== Request ==
Omit all images, then return the remaining material exactly as it stands.

* START *

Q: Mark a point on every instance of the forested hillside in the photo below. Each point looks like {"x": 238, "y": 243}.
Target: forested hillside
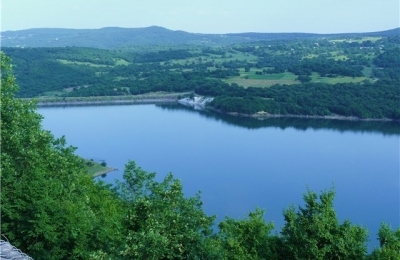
{"x": 51, "y": 208}
{"x": 328, "y": 76}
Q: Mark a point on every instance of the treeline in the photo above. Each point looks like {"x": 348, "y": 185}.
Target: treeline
{"x": 53, "y": 209}
{"x": 83, "y": 72}
{"x": 367, "y": 100}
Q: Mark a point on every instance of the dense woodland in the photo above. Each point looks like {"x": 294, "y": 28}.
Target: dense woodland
{"x": 316, "y": 76}
{"x": 51, "y": 208}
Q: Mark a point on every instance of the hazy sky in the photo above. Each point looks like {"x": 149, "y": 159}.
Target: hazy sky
{"x": 205, "y": 16}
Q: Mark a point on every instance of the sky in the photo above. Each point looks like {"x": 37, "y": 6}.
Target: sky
{"x": 205, "y": 16}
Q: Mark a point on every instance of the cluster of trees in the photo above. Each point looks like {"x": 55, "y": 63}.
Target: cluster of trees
{"x": 367, "y": 100}
{"x": 52, "y": 209}
{"x": 91, "y": 72}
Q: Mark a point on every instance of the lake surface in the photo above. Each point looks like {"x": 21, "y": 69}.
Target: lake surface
{"x": 240, "y": 163}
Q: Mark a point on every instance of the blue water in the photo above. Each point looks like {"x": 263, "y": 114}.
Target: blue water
{"x": 239, "y": 164}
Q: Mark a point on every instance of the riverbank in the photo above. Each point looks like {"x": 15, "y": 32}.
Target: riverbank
{"x": 182, "y": 98}
{"x": 148, "y": 98}
{"x": 265, "y": 115}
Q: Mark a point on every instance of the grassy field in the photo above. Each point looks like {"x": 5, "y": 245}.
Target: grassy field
{"x": 251, "y": 79}
{"x": 82, "y": 63}
{"x": 360, "y": 40}
{"x": 316, "y": 78}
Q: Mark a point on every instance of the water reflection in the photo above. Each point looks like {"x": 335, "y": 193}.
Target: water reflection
{"x": 381, "y": 127}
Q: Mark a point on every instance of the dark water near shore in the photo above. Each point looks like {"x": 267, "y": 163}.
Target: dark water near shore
{"x": 242, "y": 163}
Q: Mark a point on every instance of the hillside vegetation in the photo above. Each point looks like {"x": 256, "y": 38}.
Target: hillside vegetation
{"x": 52, "y": 209}
{"x": 334, "y": 75}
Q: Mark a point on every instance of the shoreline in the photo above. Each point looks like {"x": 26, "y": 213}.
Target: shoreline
{"x": 149, "y": 98}
{"x": 265, "y": 115}
{"x": 158, "y": 98}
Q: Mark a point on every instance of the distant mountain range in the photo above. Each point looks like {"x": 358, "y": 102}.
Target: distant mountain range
{"x": 116, "y": 37}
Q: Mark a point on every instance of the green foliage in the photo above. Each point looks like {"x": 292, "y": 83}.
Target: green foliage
{"x": 50, "y": 205}
{"x": 313, "y": 232}
{"x": 248, "y": 239}
{"x": 160, "y": 223}
{"x": 52, "y": 209}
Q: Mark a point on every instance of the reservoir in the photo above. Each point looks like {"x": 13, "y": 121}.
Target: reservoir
{"x": 239, "y": 164}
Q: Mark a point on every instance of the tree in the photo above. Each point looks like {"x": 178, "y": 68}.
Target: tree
{"x": 160, "y": 223}
{"x": 313, "y": 232}
{"x": 50, "y": 207}
{"x": 248, "y": 239}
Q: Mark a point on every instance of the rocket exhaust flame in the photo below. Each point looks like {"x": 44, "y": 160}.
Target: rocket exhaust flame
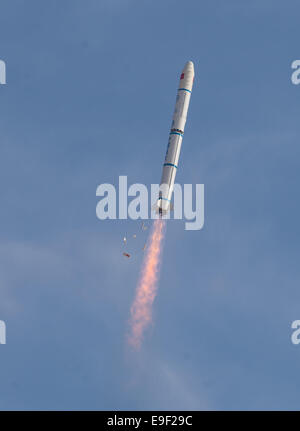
{"x": 141, "y": 309}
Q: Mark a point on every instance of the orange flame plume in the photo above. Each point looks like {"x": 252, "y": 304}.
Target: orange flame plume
{"x": 141, "y": 309}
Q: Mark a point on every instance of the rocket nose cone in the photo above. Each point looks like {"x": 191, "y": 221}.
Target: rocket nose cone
{"x": 189, "y": 66}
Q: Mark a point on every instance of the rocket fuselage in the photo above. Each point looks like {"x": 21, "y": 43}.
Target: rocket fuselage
{"x": 175, "y": 138}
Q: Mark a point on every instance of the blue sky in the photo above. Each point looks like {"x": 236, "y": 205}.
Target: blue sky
{"x": 90, "y": 91}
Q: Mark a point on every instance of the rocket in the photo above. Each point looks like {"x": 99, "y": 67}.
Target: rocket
{"x": 175, "y": 138}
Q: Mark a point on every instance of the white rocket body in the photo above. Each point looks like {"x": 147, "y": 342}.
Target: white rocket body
{"x": 175, "y": 138}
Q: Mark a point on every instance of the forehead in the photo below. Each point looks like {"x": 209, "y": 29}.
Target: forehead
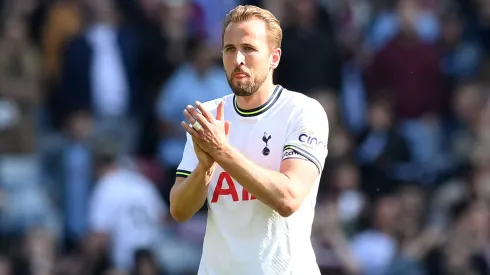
{"x": 253, "y": 32}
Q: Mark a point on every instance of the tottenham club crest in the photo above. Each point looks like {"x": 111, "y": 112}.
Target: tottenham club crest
{"x": 266, "y": 151}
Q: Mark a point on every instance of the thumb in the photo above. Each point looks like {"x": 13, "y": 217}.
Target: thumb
{"x": 227, "y": 127}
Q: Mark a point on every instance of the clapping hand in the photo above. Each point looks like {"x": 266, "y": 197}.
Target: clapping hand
{"x": 208, "y": 133}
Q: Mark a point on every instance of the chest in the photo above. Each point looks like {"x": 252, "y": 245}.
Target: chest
{"x": 259, "y": 141}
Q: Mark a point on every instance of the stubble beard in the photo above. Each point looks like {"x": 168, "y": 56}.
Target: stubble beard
{"x": 248, "y": 87}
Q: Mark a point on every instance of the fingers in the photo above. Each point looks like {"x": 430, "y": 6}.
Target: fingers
{"x": 227, "y": 127}
{"x": 194, "y": 134}
{"x": 193, "y": 115}
{"x": 205, "y": 113}
{"x": 220, "y": 112}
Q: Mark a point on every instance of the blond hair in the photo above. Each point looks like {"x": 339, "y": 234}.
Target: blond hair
{"x": 247, "y": 12}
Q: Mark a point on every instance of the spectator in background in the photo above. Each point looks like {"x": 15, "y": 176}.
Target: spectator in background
{"x": 388, "y": 23}
{"x": 311, "y": 32}
{"x": 382, "y": 153}
{"x": 20, "y": 94}
{"x": 101, "y": 74}
{"x": 125, "y": 211}
{"x": 407, "y": 73}
{"x": 461, "y": 56}
{"x": 64, "y": 20}
{"x": 200, "y": 79}
{"x": 376, "y": 247}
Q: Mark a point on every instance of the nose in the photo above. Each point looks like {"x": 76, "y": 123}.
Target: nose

* END *

== Final result ==
Q: Mark a point on every instance of the forested hillside in the photo below. Each point looks like {"x": 238, "y": 243}.
Target: forested hillside
{"x": 51, "y": 208}
{"x": 328, "y": 76}
Q: Mark a point on every instance of the treeline in the photo above. Each point looks like {"x": 348, "y": 185}.
Target: treeline
{"x": 53, "y": 209}
{"x": 83, "y": 72}
{"x": 367, "y": 100}
Q: Mark a point on every instance of the dense woodland in the photo above. Each point looks like {"x": 294, "y": 28}.
Target: dense woodland
{"x": 316, "y": 76}
{"x": 51, "y": 208}
Q: Mark a point on every instance of the hazy sky in the photo above. Each point looks like {"x": 149, "y": 159}.
Target: hazy sky
{"x": 205, "y": 16}
Q: Mark a point on every instance of the sky in the photo above. Each point looks like {"x": 37, "y": 6}.
Target: sky
{"x": 205, "y": 16}
Q: Mark a point on every instance of the cluster of trees in the photo above. Each point looks like {"x": 55, "y": 63}.
Target: cluster of trees
{"x": 367, "y": 100}
{"x": 52, "y": 209}
{"x": 91, "y": 72}
Q: Mark a point on every instance of the lake surface in the photo above. Each point looks like {"x": 21, "y": 69}.
Target: lake surface
{"x": 240, "y": 163}
Q: Mark a point on every instance of the blue water in the photo above. Each point looks like {"x": 263, "y": 114}.
Target: blue water
{"x": 239, "y": 164}
Q: Mark a point on every instance of the riverbank in the photo above. Each point looks like {"x": 15, "y": 32}.
Target: riverbank
{"x": 182, "y": 98}
{"x": 148, "y": 98}
{"x": 265, "y": 115}
Q: Mark a point on every instance of the grassy field in the photo above. Each point looks like {"x": 5, "y": 245}.
Target: grassy field
{"x": 251, "y": 79}
{"x": 82, "y": 63}
{"x": 360, "y": 40}
{"x": 316, "y": 78}
Q: Mark a point on every instance of the water reflection in the photo above. Each point looks like {"x": 335, "y": 193}.
Target: water reflection
{"x": 381, "y": 127}
Q: Mark a point on every instance of the dark water near shore in the photo above. Each point looks like {"x": 267, "y": 163}.
Target: dark water near shore
{"x": 242, "y": 163}
Q: Mark a point on every instance of the hillside vegetation in the photo above. Each point looks like {"x": 256, "y": 38}.
Target: hillside vegetation
{"x": 52, "y": 209}
{"x": 334, "y": 75}
Q: Mark a point on every instance of the shoreline in the photo above. Each point looks like {"x": 26, "y": 213}.
Target: shoreline
{"x": 149, "y": 98}
{"x": 265, "y": 115}
{"x": 158, "y": 98}
Q: Mark a point on every instance of the distant mountain range in the photo above. Each point looks like {"x": 358, "y": 102}.
Target: distant mountain range
{"x": 116, "y": 37}
Q: Mark a point on every instance of the green foliage in the photo above. Each point looks like {"x": 292, "y": 83}.
Target: green foliage
{"x": 50, "y": 205}
{"x": 313, "y": 232}
{"x": 248, "y": 239}
{"x": 160, "y": 223}
{"x": 52, "y": 209}
Q: Mark a point on every instance of the reservoir in the photo above. Each point looks like {"x": 13, "y": 121}.
Target: reservoir
{"x": 239, "y": 164}
Q: Mark a point on every instance of the tree in the photo above. Each point looks like {"x": 178, "y": 68}.
Target: tree
{"x": 160, "y": 223}
{"x": 313, "y": 232}
{"x": 50, "y": 207}
{"x": 248, "y": 239}
Q: Mark a point on every instance of the rocket exhaust flame in the photo below. Each point looks like {"x": 44, "y": 160}.
Target: rocket exhaust flame
{"x": 141, "y": 309}
Q: Mark a point on every instance of the orange flame plume in the photo above. Each point looks like {"x": 252, "y": 304}.
Target: orange flame plume
{"x": 141, "y": 309}
Q: Mark a point on every instance of the rocket nose cone in the photo above. Each point looks like {"x": 191, "y": 221}.
Target: rocket nose cone
{"x": 189, "y": 66}
Q: Mark a point on every instance of the rocket fuselage in the photo above. Each point looks like {"x": 21, "y": 43}.
Target: rocket fuselage
{"x": 175, "y": 138}
Q: Mark a point on every instance of the blue sky in the photo above. Each point looks like {"x": 236, "y": 205}.
Target: blue sky
{"x": 90, "y": 91}
Q: Mark a point on every instance of the rocket in the photo above. Each point looks like {"x": 99, "y": 67}.
Target: rocket
{"x": 175, "y": 138}
Q: Mark a point on every instance of the white rocket body in the photo above. Each point looks like {"x": 147, "y": 342}.
Target: white rocket body
{"x": 175, "y": 138}
Q: Mark a point on every instance of the forehead in the photo below. Each point looks like {"x": 209, "y": 29}.
Target: forehead
{"x": 253, "y": 32}
Q: Mark a point on every instance of the tottenham club crest in the photo above. Each point looks like {"x": 111, "y": 112}.
Target: tottenham club crest
{"x": 266, "y": 151}
Q: Mark a point on every instance of the thumb in the photo above. Each point looks like {"x": 13, "y": 217}.
Target: thumb
{"x": 227, "y": 127}
Q: Mark a point on every instance of the clapping hand in the photo above. Each point looks like {"x": 266, "y": 197}.
Target: clapping hand
{"x": 208, "y": 133}
Q: Mark a point on every instance of the chest in the photo above. Each point looks like {"x": 252, "y": 245}.
Target: chest
{"x": 259, "y": 141}
Q: Mark a point on every instance of the stubble beard in the photo above. Each point looks like {"x": 168, "y": 56}.
Target: stubble beard
{"x": 248, "y": 87}
Q: Mark a point on every instance of the fingers in the photo above. Each point looks like {"x": 430, "y": 6}.
Target: fingers
{"x": 227, "y": 127}
{"x": 194, "y": 134}
{"x": 193, "y": 115}
{"x": 205, "y": 113}
{"x": 220, "y": 112}
Q: Mark a point on every instance of the blond hair in the photo above. Each point looks like {"x": 339, "y": 234}.
Target: blond hair
{"x": 247, "y": 12}
Q: Mark a point on every instance of the spectator in background in the photo above. Each point looks like {"x": 15, "y": 176}.
Target: spectator in background
{"x": 388, "y": 23}
{"x": 311, "y": 32}
{"x": 382, "y": 153}
{"x": 20, "y": 94}
{"x": 101, "y": 74}
{"x": 125, "y": 211}
{"x": 407, "y": 73}
{"x": 461, "y": 56}
{"x": 64, "y": 20}
{"x": 200, "y": 79}
{"x": 376, "y": 247}
Q: Mark a point on every instance of the nose in the photo above. Each point looks like {"x": 76, "y": 123}.
Target: nose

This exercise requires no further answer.